Exercise task: Reproduce all of the items below, swapping every "road" for "street" and leaving everything else the same. Omit the pictures.

<<<<

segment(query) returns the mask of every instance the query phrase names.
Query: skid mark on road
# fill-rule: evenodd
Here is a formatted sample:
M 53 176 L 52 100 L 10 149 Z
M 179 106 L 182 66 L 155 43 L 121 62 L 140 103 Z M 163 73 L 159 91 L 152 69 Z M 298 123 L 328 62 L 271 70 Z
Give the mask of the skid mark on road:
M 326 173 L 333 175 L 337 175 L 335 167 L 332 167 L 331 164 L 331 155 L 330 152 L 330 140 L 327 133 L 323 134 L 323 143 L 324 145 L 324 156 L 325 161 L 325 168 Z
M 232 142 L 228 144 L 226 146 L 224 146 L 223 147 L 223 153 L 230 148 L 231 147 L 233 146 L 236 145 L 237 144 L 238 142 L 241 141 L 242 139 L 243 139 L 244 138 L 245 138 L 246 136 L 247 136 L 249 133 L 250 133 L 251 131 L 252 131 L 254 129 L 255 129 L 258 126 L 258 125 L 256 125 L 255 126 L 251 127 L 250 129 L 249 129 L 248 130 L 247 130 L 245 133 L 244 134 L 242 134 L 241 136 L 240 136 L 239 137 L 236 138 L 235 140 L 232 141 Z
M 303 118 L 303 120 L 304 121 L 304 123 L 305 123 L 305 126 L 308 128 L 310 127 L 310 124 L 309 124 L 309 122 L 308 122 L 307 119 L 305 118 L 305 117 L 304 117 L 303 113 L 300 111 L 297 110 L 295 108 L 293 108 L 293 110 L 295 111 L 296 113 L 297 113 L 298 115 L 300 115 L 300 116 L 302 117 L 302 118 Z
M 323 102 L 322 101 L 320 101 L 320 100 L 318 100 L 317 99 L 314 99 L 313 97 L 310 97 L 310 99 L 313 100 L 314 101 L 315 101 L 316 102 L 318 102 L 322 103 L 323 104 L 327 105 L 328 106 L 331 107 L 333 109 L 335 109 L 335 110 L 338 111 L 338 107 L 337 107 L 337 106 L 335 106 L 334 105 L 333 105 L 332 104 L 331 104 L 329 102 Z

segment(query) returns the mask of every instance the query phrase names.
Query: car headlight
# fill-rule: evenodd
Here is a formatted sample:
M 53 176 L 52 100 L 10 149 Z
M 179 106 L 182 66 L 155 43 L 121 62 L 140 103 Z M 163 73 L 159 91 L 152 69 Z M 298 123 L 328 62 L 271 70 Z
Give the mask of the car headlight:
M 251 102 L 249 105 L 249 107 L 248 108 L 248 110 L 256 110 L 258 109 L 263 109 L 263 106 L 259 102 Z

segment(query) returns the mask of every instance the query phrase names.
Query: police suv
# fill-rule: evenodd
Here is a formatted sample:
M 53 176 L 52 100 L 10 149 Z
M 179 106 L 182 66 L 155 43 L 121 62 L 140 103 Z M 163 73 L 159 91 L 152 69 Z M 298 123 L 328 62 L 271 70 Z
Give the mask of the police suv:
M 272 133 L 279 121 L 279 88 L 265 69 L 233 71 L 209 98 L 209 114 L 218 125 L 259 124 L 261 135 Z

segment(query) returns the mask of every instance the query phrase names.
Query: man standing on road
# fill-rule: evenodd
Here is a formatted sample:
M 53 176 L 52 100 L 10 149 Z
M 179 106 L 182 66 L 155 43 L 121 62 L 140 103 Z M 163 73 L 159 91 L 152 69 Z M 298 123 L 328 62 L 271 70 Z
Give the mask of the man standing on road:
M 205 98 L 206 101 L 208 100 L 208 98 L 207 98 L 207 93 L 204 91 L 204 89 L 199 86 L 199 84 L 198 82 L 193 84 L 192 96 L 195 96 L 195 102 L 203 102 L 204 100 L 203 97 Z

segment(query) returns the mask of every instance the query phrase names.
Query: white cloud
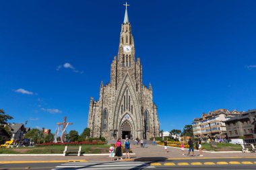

>>>>

Written response:
segment(query) returns the mask of every instance the query phrase names.
Query: skid mark on street
# fill-rule: evenodd
Here is a formatted sample:
M 53 176 L 52 100 L 10 149 Z
M 179 106 L 182 66 L 155 43 L 121 62 L 140 103 Z M 163 73 L 159 91 L 152 69 Z M 298 123 L 328 62 L 271 70 Z
Give the mask of the skid mark on street:
M 326 173 L 333 175 L 337 175 L 335 167 L 332 167 L 331 164 L 331 155 L 330 152 L 330 140 L 327 133 L 323 134 L 323 143 L 324 145 L 324 156 L 325 161 L 325 168 Z
M 232 142 L 228 144 L 226 146 L 224 146 L 223 147 L 223 153 L 230 148 L 231 147 L 233 146 L 236 145 L 237 144 L 238 142 L 241 141 L 242 139 L 243 139 L 244 138 L 245 138 L 246 136 L 247 136 L 249 133 L 250 133 L 251 131 L 252 131 L 254 129 L 255 129 L 258 126 L 258 125 L 256 125 L 255 126 L 251 127 L 250 129 L 249 129 L 248 130 L 247 130 L 245 133 L 244 134 L 242 134 L 241 136 L 240 136 L 239 137 L 236 138 L 235 140 L 232 141 Z
M 303 118 L 303 120 L 304 121 L 304 123 L 305 123 L 305 126 L 308 128 L 310 127 L 310 124 L 309 124 L 309 122 L 308 122 L 307 119 L 305 118 L 305 117 L 304 117 L 303 113 L 300 111 L 297 110 L 295 108 L 293 108 L 293 110 L 295 111 L 296 113 L 297 113 L 298 115 L 300 115 L 300 116 L 302 117 L 302 118 Z
M 323 102 L 322 101 L 320 101 L 320 100 L 318 100 L 317 99 L 314 99 L 313 97 L 310 97 L 310 99 L 313 100 L 314 101 L 315 101 L 316 102 L 318 102 L 322 103 L 323 104 L 327 105 L 328 106 L 331 107 L 333 109 L 335 109 L 335 110 L 338 111 L 338 107 L 337 107 L 337 106 L 335 106 L 334 105 L 333 105 L 332 104 L 331 104 L 329 102 Z

segment(query) returns the mask of every instance the query phrase names.
Query: car headlight
# fill-rule: evenodd
Here is a formatted sample:
M 53 176 L 52 100 L 10 149 Z
M 179 106 L 182 66 L 155 43 L 121 62 L 140 103 Z M 163 73 L 159 91 L 152 69 Z M 298 123 L 328 62 L 271 70 Z
Give the mask of the car headlight:
M 251 102 L 249 105 L 249 107 L 248 108 L 248 110 L 256 110 L 258 109 L 263 109 L 263 106 L 259 102 Z

segment(query) returns the mask of every instance the query phrase names.
Query: police suv
# fill-rule: evenodd
Here is a formatted sample:
M 53 176 L 52 100 L 10 149 Z
M 179 106 L 182 66 L 155 43 L 121 62 L 140 103 Z M 163 73 L 159 91 L 152 69 Z M 298 123 L 328 62 L 271 70 Z
Give the mask of the police suv:
M 272 133 L 279 121 L 279 88 L 265 69 L 233 71 L 209 98 L 209 114 L 218 125 L 259 124 L 261 135 Z

segment(query) returns the mask of every instance the query phrase names.
Query: man standing on street
# fill-rule: evenodd
Here is a formatted sample:
M 53 176 L 52 100 L 10 149 Z
M 179 106 L 182 66 L 155 43 L 121 62 L 140 103 Z M 163 73 L 159 91 L 152 69 Z M 298 123 L 328 62 L 271 70 Z
Give the mask of the man standing on street:
M 205 98 L 206 101 L 208 100 L 208 98 L 207 98 L 207 93 L 204 91 L 204 89 L 199 86 L 199 84 L 198 82 L 193 84 L 192 96 L 195 96 L 195 102 L 203 102 L 204 100 L 203 97 Z

segment(query) returns the mask of every instance the query phrase names.
Query: white cloud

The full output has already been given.